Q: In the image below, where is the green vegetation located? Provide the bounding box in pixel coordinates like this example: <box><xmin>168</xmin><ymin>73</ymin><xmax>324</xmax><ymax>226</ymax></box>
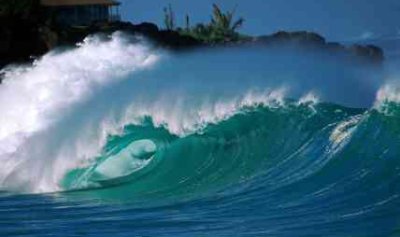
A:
<box><xmin>164</xmin><ymin>4</ymin><xmax>175</xmax><ymax>30</ymax></box>
<box><xmin>164</xmin><ymin>4</ymin><xmax>245</xmax><ymax>43</ymax></box>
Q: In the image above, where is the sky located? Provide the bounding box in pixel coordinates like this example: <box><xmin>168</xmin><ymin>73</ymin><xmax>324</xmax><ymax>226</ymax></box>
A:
<box><xmin>119</xmin><ymin>0</ymin><xmax>400</xmax><ymax>41</ymax></box>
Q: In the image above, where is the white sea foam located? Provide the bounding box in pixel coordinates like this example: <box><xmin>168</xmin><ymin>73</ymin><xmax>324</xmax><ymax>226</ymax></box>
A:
<box><xmin>0</xmin><ymin>33</ymin><xmax>159</xmax><ymax>192</ymax></box>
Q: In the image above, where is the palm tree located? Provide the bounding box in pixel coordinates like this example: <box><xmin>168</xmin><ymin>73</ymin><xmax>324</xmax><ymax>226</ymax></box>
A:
<box><xmin>210</xmin><ymin>4</ymin><xmax>244</xmax><ymax>41</ymax></box>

=-=-=

▶ [What you should do]: Return every line of the data above word for word, leaving out the pictures.

▶ [Final result]:
Q: In the image below, where is the green vegetation located? Provide the bounding box in pixel coordinates like this example: <box><xmin>168</xmin><ymin>73</ymin><xmax>324</xmax><ymax>226</ymax></box>
A:
<box><xmin>164</xmin><ymin>4</ymin><xmax>175</xmax><ymax>30</ymax></box>
<box><xmin>164</xmin><ymin>4</ymin><xmax>245</xmax><ymax>43</ymax></box>
Q: In the image above, where is the sky located? Provide the bounding box in pixel coordinates like this example: <box><xmin>168</xmin><ymin>73</ymin><xmax>324</xmax><ymax>226</ymax></box>
A:
<box><xmin>119</xmin><ymin>0</ymin><xmax>400</xmax><ymax>41</ymax></box>
Q: In the image above, where is the white sea foam located? Provide the bounding box in pixel coordinates like this example: <box><xmin>168</xmin><ymin>73</ymin><xmax>324</xmax><ymax>226</ymax></box>
A:
<box><xmin>0</xmin><ymin>33</ymin><xmax>159</xmax><ymax>192</ymax></box>
Q: In the image above, where is the palm tree located? Provide the bounding box in pixel coordinates like this example: <box><xmin>168</xmin><ymin>73</ymin><xmax>324</xmax><ymax>226</ymax></box>
A:
<box><xmin>210</xmin><ymin>4</ymin><xmax>244</xmax><ymax>41</ymax></box>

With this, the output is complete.